▸ Exercise objective
Please reproduce the passage about the Rainey rugby team's recent seasons and head coaches word for word, in full.
[START Text to read]
Rainey finished 6th in Division 2B of the Energia AIL in the 2022/23 and finished top of Section 1B of the Ulster Senior League in the same season. The team finished 7th Division 2B of the Energia AIL in the 2023/24 season.

In May 2024, it was announced that former Ulster, Glasgow and Castres second row, Tim Barker would be the Head Coach for the 2024/25 season. Tim had previously played for Rainey for many years and had been an assistant coach for the previous 2 seasons.

Tim had a successful 2 years at the helm with the team narrowly missing out on the play-offs of AIL 2B on both occasions.

In May 2026, Graeme Eastwood was announced as the new 1st XV Head Coach.

Rainey will compete in the newly regionalised Division 2BN of the AIL in the 2026/27 season. Division 2B of the AIL has been split regionally into north and south.
[END Text to read]
[START Source data]
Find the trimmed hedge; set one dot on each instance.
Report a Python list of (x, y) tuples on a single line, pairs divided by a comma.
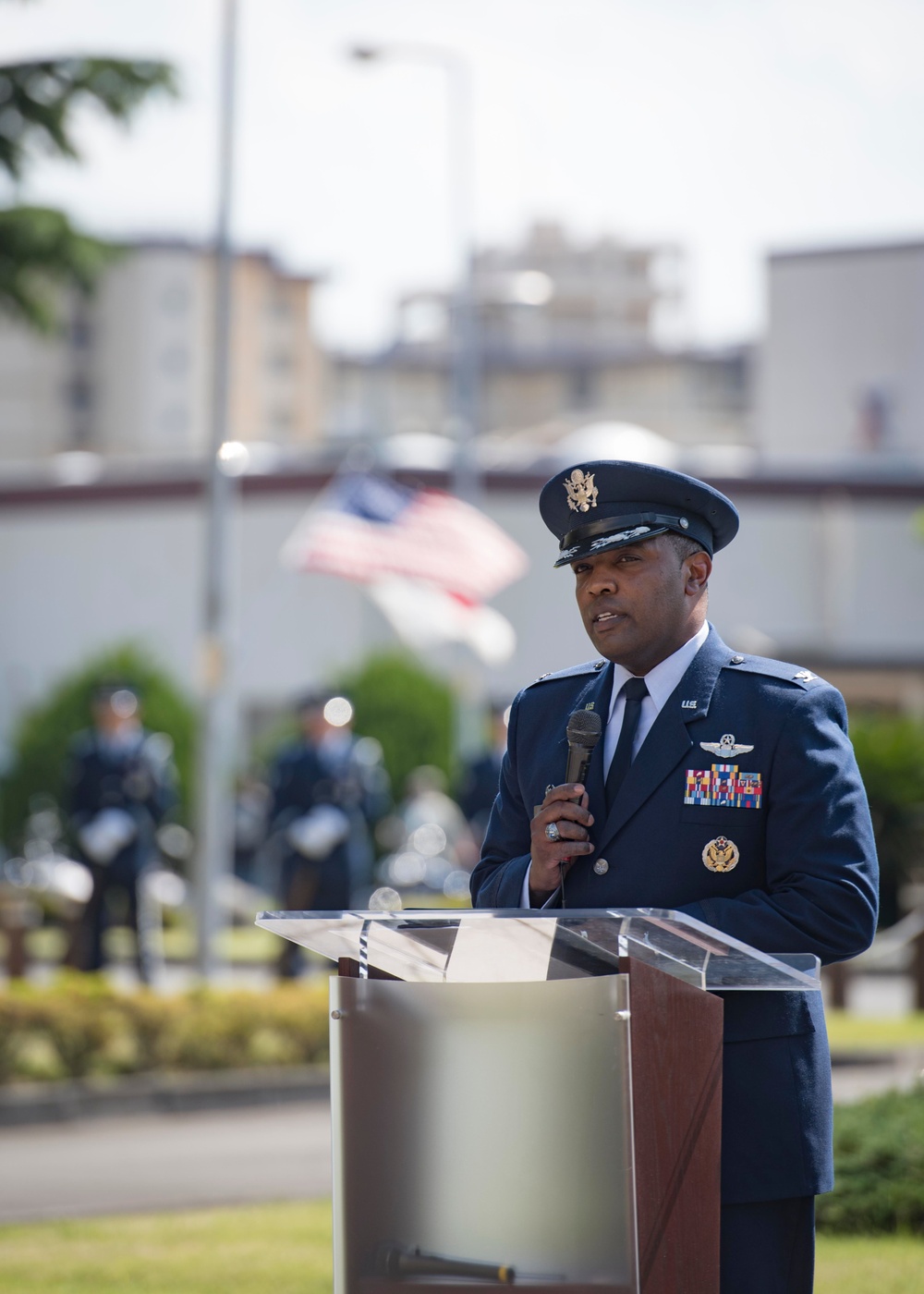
[(879, 1166), (81, 1026)]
[END Source data]
▸ Exercise output
Rainey finished 6th in Division 2B of the Energia AIL in the 2022/23 and finished top of Section 1B of the Ulster Senior League in the same season. The team finished 7th Division 2B of the Energia AIL in the 2023/24 season.

In May 2024, it was announced that former Ulster, Glasgow and Castres second row, Tim Barker would be the Head Coach for the 2024/25 season. Tim had previously played for Rainey for many years and had been an assistant coach for the previous 2 seasons.

Tim had a successful 2 years at the helm with the team narrowly missing out on the play-offs of AIL 2B on both occasions.

In May 2026, Graeme Eastwood was announced as the new 1st XV Head Coach.

Rainey will compete in the newly regionalised Division 2BN of the AIL in the 2026/27 season. Division 2B of the AIL has been split regionally into north and south.